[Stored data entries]
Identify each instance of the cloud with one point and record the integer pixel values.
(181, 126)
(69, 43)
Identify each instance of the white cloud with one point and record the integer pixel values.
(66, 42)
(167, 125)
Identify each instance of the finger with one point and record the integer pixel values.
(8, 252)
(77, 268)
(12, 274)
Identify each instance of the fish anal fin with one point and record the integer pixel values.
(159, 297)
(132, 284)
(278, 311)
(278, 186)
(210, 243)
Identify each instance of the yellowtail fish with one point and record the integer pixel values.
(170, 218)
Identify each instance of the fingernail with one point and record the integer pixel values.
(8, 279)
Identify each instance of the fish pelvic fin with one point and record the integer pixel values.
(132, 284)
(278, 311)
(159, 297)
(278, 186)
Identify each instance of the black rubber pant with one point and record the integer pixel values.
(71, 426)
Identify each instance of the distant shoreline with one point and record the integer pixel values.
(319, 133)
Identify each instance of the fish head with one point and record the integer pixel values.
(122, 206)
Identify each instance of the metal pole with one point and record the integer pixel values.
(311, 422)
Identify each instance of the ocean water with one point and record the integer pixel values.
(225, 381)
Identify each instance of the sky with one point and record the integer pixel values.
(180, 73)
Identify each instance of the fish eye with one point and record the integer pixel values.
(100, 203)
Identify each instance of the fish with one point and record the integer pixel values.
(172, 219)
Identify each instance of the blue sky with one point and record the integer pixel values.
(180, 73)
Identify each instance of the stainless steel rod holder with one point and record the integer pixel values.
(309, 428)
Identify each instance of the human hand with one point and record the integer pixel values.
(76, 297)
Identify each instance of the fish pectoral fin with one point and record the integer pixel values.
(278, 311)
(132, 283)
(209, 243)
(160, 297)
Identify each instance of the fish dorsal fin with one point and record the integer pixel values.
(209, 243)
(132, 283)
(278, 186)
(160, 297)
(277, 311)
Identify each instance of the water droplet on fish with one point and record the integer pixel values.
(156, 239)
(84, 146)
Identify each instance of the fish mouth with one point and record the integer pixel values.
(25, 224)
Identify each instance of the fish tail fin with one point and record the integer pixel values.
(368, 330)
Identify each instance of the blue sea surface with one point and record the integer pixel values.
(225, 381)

SET TASK:
Your task is to print all of the records exactly.

TASK RESULT:
Identify each instance of the cloud with one point and record the integer pixel values.
(181, 126)
(69, 43)
Identify each instance of the white cloud with one point and record the integer pixel values.
(66, 42)
(167, 125)
Identify each instance of the finger with one point and record the integer pixel values.
(8, 252)
(77, 268)
(12, 274)
Identify each instance of the fish anal fin with one point and record the integer pixel values.
(159, 297)
(132, 284)
(278, 311)
(278, 186)
(210, 243)
Identify each instance of the yellowtail fish with one point and record the integer pixel values.
(170, 218)
Identify each instance of the fingernail with one point and record the integer pixel values.
(8, 279)
Identify each instance of the fish pelvic fin with one point and record the integer pixel values.
(132, 284)
(278, 311)
(159, 297)
(278, 186)
Identify each instance of the black rubber pant with one point and record the integer pixel values.
(71, 426)
Identify each instance of the distant shoreline with one point and record the integer pixel values.
(319, 133)
Identify each instance of the fish head with one point and record the integer pixel values.
(122, 206)
Identify each instance of the metal pole with one point and record the integer pixel values.
(311, 422)
Identify each instance of the ocean water with one point and record the integer pixel values.
(225, 381)
Identify each instance of the sky with one point and record the integer pixel values.
(180, 73)
Identify each instance of the fish eye with one point and record the integer pixel values.
(100, 203)
Identify each instance of the fish with one point and record the integer pixel values.
(172, 219)
Identify each instance of the blue sky with one point and record the integer pixel values.
(180, 73)
Identify each instance of the stainless steel rod holder with one point and record the integer pixel values.
(309, 428)
Identify each instance of the human hand with one point and record the integer pixel values.
(76, 297)
Identify each instance of the fish pectoral fin with one point and record the integer pixel values.
(278, 311)
(132, 283)
(209, 243)
(160, 297)
Identify each instance of the fish dorsal fin with one point and record the integer pixel values.
(209, 243)
(132, 283)
(278, 186)
(160, 297)
(277, 311)
Identify each instance of the water droplet on fish with one point and record the integer pixel values.
(156, 239)
(84, 146)
Identify each instance of the fish mouth with one point and record the integer pixel values.
(25, 224)
Identify each instance of the fish tail fin with one point and record the integer pixel values.
(368, 330)
Identify each instance of the blue sea surface with one point and record the integer pixel values.
(225, 381)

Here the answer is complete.